Requests:
[1] Reproduce the shooting report word for word, starting at "Just after midnight, authorities" and ending at "would shoot them.".
[2] In the shooting report, list every thing or place that rounds or bullets are said to have entered, struck or been found in.

Document text:
Winston-Salem police investigators say most targeted shootings are crimes of ‘opportunity’

Piedmont Triad News

WINSTON-SALEM, N.C. (WGHP) — The number of shootings and concerning crimes in Winston-Salem continues to climb Wednesday, as authorities open up another shooting investigation involving vehicles.

Just after midnight, authorities responded to a “shots fired” call in the 4100 block of Salem Spring Court.

Police said two people were in their vehicle when three people in another vehicle pulled up to them and fired several rounds into their vehicle.

Neighbors tell FOX8 they heard roughly 10 shots before they heard the sound of screeching tires.

The two men were not seriously hurt and could not tell authorities why someone would shoot them.

Witnesses reported at least four of the bullets entering their homes, with one neighboring telling FOX8 that his metal water mug stopped one of the bullets from hurting his family. A second bullet was reportedly found in his couch.

Police say these crimes tend to be crimes of opportunity.

(Object point labels)
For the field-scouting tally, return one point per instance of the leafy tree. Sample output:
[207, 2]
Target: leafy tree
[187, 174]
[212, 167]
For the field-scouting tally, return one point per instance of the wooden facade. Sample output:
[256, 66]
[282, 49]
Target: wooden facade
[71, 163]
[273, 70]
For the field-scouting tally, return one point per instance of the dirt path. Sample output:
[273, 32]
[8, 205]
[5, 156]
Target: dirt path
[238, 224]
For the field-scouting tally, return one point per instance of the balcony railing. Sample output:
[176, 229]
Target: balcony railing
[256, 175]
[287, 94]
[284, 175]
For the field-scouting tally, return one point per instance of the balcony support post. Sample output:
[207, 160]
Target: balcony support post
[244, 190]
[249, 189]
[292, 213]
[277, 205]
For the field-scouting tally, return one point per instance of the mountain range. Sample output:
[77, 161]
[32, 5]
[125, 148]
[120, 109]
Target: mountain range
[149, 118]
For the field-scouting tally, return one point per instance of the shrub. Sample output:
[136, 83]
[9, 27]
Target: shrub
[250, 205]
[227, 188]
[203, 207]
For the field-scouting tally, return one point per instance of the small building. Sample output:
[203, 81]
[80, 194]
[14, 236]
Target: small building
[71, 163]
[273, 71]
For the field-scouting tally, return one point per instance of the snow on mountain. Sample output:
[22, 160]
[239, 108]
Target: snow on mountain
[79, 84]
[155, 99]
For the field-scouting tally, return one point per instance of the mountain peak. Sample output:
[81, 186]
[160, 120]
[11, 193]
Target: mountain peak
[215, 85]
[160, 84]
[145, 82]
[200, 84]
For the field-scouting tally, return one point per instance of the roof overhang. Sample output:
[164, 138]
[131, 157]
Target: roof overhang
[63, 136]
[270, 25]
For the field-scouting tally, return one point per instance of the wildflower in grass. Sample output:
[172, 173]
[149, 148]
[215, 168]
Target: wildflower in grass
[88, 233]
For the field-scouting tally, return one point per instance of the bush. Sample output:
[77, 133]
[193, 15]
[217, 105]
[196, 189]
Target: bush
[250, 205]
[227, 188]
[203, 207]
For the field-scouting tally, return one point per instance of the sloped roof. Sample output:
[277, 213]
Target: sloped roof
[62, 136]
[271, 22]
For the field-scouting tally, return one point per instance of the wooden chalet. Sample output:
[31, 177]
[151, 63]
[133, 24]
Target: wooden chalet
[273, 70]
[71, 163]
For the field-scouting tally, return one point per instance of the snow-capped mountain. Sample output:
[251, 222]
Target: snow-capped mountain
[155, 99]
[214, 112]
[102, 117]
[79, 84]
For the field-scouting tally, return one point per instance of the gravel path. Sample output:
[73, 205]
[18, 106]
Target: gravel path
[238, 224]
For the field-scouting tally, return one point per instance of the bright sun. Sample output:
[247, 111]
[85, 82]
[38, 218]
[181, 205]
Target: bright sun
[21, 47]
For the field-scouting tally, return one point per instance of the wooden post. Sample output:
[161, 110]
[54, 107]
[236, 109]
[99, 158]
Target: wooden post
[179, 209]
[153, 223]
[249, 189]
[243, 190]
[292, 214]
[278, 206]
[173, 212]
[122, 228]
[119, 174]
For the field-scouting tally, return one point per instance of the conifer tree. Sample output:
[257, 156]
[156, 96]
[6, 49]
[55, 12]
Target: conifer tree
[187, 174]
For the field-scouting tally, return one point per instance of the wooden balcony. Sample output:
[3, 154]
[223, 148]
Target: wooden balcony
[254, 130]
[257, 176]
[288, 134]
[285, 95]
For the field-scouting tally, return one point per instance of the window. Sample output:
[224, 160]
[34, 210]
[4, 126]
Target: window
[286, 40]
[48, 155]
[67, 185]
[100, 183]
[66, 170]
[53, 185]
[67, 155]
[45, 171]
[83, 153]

Answers provided:
[1]
Just after midnight, authorities responded to a “shots fired” call in the 4100 block of Salem Spring Court.

Police said two people were in their vehicle when three people in another vehicle pulled up to them and fired several rounds into their vehicle.

Neighbors tell FOX8 they heard roughly 10 shots before they heard the sound of screeching tires.

The two men were not seriously hurt and could not tell authorities why someone would shoot them.

[2]
- The two people's vehicle
- Neighbors' homes
- A metal water mug
- A couch